--- Start ---

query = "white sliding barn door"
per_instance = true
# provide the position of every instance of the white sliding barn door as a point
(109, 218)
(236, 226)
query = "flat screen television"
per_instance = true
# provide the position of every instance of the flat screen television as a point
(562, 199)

--- End ---

Reproduce every line of the listing above, requests included, but scale each point coordinate by 2.45 and round it to a whole number, with halves rounded up.

query = "white sliding barn door"
per_instance = true
# provide the position of every instance of the white sliding barn door as a point
(267, 534)
(578, 554)
query = "flat screen television"
per_instance = true
# provide the position of every instance of the flat screen television as a point
(1377, 488)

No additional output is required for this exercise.